» **Source document**:
---

1000 Genomes Projects dataset description

The data from the 1000 Genomes project is a very large catalog of human genetic variants. The project aims to determine genetic variants with frequencies higher than 1% in the populations studied. The data has been made openly available and freely accessible through public data repositories to scientists worldwide. Also, the data from the 1000 Genomes project is widely used to screen variants discovered in exome data from individuals with genetic disorders and in cancer genome projects.

The genotype dataset in Variant Call Format (VCF) provides the data of human individuals (that is, samples) and their genetic variants, and in addition, the global allele frequencies as well as the ones for the super populations. The data denotes the population's region for each sample which is used for the predicted category in our approach. Specific chromosomal data (in VCF format) may have additional information denoting the super-population of the sample or the sequencing platform used. For multiallelic variants, each alternative allele frequency (AF) is presented in a comma-separated list, shown as follows:

1 15211 rs78601809 T G 100 PASS AC=3050;
AF=0.609026;
AN=5008;
NS=2504;
DP=32245;
EAS_AF=0.504;
AMR_AF=0.6772;
AFR_AF=0.5371;
EUR_AF=0.7316;
SAS_AF=0.6401;
AA=t|||;
VT=SNP

The AF is calculated as the quotient of Allele Count (AC) and Allele Number (AN) and NS is the total number of samples with data, whereas _AF denotes the AF for a specific region.

---

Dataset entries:

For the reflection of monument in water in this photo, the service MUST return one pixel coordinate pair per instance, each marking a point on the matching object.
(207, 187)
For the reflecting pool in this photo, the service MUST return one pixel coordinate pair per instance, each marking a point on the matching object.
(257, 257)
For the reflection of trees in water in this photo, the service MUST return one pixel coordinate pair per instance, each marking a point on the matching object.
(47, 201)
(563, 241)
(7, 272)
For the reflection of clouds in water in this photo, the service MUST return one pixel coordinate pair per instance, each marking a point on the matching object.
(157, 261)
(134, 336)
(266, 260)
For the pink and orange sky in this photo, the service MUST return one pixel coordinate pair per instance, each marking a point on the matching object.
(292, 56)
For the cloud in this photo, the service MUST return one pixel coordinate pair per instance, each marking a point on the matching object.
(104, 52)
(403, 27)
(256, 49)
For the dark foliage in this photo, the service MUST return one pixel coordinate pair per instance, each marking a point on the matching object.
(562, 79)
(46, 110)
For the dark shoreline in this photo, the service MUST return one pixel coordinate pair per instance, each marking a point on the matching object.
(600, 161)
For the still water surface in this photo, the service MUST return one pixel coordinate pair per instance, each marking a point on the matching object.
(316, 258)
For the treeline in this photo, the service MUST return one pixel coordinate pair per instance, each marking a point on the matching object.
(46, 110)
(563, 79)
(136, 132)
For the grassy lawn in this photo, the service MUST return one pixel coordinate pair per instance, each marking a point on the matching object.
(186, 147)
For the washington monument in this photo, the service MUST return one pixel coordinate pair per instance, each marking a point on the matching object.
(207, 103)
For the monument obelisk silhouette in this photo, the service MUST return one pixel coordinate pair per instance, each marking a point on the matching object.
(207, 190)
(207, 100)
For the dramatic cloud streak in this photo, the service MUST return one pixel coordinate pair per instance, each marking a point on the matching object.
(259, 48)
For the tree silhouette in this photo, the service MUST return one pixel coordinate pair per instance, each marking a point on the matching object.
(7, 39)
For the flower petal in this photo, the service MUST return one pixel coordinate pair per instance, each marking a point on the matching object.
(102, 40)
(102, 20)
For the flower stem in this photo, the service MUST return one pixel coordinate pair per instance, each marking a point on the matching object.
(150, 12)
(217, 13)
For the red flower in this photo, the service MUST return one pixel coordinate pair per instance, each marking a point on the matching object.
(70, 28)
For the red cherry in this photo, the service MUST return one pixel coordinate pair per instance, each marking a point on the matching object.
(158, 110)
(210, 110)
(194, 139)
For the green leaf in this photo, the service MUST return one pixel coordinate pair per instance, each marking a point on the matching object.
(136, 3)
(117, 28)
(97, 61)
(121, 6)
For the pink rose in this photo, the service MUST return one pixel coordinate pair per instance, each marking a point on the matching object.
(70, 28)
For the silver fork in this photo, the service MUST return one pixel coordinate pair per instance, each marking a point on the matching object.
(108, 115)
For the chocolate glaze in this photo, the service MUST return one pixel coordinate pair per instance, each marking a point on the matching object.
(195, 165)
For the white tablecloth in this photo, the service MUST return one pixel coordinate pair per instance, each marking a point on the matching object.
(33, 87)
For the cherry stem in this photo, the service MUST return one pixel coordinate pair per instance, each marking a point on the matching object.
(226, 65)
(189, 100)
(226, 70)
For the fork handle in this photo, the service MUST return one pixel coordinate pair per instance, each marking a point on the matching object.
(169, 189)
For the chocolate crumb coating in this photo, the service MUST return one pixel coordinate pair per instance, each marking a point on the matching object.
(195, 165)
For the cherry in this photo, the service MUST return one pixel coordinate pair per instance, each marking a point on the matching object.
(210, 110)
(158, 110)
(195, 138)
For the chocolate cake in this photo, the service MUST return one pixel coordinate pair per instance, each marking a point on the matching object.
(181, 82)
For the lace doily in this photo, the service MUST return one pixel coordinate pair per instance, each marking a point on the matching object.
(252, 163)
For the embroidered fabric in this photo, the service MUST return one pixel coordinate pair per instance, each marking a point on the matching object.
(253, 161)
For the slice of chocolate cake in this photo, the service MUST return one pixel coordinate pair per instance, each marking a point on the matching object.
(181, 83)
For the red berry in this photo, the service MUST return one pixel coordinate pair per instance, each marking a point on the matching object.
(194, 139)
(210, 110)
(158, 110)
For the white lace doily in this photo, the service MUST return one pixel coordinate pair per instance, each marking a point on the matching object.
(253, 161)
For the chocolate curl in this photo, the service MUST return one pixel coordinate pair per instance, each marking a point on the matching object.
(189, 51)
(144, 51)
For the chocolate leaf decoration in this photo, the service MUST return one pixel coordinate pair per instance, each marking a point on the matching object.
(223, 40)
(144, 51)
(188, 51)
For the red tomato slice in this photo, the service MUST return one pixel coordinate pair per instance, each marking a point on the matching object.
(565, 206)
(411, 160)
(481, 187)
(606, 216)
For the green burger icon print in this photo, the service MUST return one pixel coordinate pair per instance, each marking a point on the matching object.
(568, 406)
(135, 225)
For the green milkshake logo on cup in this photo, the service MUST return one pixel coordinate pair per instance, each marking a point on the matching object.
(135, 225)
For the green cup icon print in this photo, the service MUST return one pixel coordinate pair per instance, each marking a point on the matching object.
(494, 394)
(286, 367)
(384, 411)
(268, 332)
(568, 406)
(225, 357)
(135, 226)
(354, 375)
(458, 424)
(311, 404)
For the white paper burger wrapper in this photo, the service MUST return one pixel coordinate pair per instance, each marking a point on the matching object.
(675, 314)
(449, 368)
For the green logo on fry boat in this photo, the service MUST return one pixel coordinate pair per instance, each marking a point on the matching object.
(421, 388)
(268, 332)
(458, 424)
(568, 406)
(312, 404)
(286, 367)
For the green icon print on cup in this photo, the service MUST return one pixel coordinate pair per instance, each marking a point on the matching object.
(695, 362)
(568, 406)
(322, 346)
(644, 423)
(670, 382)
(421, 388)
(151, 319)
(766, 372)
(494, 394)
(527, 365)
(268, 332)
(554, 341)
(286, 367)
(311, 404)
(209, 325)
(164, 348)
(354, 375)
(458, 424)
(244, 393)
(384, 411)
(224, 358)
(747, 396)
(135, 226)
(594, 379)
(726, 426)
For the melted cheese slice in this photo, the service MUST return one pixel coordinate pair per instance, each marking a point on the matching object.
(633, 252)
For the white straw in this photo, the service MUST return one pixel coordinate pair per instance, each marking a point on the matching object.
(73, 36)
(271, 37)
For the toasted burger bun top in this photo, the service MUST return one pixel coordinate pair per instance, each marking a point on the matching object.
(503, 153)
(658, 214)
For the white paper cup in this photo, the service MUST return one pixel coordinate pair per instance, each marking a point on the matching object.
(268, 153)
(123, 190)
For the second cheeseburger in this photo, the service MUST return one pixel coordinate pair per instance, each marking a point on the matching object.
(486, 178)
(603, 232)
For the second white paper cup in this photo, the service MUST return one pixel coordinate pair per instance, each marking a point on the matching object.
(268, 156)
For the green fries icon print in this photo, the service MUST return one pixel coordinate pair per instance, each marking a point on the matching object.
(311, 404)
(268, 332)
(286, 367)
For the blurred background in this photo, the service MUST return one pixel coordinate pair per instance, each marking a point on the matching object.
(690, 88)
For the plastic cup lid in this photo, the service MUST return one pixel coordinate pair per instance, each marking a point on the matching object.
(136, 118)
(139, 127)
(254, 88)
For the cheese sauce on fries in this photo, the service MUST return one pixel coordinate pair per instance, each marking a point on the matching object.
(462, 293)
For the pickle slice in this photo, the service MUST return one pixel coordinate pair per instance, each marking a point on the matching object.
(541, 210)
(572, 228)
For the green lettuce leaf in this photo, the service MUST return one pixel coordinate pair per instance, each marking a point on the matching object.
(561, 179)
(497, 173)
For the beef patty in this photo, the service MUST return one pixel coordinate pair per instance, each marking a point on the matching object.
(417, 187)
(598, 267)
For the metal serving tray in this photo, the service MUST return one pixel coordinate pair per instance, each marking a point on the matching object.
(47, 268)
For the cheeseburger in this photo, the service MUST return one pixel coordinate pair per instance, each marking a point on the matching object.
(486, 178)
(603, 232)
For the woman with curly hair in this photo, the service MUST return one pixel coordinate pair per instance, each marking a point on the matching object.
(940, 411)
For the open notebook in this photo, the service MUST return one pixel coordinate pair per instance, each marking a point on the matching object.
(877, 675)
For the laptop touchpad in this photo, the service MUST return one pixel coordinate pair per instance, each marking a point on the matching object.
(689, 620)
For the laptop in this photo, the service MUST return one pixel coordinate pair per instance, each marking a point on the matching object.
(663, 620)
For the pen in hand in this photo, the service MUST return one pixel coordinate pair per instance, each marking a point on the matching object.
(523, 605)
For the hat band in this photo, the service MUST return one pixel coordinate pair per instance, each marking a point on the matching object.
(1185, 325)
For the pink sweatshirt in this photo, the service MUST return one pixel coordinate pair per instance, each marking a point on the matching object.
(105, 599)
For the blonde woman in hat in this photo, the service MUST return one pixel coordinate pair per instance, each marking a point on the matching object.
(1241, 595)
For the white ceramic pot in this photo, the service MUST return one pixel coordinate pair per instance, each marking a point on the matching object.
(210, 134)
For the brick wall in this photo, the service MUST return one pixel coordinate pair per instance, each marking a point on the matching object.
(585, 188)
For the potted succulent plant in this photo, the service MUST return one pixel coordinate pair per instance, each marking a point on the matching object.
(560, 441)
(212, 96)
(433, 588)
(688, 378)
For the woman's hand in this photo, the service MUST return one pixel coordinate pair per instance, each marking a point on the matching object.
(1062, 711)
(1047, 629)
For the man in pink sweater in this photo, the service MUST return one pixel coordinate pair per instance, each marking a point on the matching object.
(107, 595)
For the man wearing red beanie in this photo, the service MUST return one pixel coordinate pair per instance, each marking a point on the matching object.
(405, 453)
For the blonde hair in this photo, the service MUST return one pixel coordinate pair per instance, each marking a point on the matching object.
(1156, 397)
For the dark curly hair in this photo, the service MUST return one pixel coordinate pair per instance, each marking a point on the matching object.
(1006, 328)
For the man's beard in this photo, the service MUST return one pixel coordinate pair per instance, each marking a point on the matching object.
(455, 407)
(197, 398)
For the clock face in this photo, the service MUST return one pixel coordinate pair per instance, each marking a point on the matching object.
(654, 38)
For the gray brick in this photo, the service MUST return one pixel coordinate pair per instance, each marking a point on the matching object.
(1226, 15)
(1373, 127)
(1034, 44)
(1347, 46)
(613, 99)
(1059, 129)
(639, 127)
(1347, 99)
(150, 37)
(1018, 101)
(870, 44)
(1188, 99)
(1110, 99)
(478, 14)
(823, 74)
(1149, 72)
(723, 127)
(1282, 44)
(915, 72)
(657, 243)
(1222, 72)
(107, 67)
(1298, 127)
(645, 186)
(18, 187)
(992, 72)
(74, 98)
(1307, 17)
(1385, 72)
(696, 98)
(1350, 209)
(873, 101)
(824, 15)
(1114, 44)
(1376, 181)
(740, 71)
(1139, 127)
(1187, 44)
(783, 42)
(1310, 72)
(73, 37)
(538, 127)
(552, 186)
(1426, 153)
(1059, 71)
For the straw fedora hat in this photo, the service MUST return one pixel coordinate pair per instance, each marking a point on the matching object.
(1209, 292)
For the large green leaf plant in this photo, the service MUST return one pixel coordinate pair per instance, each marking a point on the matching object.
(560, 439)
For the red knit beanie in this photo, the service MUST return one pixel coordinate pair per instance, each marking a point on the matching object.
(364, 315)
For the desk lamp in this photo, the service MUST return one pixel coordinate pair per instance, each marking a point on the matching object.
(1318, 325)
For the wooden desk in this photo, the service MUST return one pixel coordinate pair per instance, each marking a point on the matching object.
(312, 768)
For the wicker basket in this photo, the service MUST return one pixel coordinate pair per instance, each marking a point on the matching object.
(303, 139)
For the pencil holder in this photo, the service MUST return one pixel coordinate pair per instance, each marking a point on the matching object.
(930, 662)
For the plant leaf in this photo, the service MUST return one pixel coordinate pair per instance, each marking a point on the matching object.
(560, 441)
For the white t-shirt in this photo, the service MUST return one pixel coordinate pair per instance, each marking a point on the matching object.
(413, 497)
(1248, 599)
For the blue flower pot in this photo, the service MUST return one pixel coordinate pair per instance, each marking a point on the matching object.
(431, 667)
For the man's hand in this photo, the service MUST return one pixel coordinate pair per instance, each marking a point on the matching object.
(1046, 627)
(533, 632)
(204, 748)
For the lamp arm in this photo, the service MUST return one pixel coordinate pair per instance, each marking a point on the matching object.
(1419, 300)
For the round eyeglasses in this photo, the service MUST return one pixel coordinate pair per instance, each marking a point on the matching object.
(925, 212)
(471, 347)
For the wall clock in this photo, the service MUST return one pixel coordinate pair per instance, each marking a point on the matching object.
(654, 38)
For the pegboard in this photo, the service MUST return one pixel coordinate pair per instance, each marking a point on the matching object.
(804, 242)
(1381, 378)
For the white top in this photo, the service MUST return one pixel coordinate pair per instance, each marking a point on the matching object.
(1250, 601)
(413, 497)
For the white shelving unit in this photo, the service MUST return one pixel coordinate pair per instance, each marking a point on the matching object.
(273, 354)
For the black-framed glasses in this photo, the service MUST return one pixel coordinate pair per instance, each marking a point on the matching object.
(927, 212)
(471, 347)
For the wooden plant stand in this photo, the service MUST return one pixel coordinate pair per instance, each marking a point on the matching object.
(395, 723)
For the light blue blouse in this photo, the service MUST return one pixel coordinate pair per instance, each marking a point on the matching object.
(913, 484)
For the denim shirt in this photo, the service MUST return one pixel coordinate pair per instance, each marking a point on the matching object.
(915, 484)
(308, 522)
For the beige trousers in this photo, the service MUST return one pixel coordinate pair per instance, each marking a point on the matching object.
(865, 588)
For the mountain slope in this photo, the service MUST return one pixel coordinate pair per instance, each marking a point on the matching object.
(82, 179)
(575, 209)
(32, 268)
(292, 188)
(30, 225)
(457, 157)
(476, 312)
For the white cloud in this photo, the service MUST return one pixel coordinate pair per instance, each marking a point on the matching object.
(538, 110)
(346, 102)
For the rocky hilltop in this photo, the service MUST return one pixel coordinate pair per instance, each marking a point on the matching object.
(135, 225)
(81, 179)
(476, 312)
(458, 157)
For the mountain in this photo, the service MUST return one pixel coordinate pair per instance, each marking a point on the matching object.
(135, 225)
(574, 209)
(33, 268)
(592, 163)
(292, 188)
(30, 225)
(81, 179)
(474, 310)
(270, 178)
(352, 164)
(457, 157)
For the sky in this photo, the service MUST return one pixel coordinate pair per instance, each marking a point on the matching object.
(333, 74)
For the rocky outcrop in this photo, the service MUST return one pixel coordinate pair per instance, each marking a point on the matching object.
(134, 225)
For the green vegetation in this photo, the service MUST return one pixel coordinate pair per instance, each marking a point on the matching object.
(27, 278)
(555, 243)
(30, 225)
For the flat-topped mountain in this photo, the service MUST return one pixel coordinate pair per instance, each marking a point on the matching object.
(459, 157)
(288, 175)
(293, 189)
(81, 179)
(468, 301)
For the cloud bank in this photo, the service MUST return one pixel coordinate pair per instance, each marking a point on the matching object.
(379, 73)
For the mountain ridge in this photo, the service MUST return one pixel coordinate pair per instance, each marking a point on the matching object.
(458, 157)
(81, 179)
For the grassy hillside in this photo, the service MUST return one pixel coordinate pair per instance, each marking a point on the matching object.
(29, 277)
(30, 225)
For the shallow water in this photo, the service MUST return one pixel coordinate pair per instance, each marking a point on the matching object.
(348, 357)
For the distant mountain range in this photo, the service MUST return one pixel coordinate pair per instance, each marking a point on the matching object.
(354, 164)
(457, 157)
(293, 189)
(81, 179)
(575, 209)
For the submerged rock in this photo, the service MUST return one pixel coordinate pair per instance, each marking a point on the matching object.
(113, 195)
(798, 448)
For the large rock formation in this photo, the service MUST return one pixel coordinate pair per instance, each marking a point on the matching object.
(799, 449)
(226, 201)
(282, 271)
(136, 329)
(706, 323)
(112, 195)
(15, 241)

---

» **Task instructions**:
1 - According to the 1000 Genomes dataset description, what variants does the project aim to determine?
2 - From the 1000 Genomes dataset description, reproduce the passage that begins at the words "The AF is calculated" and ends after "a specific region.".

» **Answers for each item**:
1 - Genetic variants with frequencies higher than 1% in the populations studied.

2 -
The AF is calculated as the quotient of Allele Count (AC) and Allele Number (AN) and NS is the total number of samples with data, whereas _AF denotes the AF for a specific region.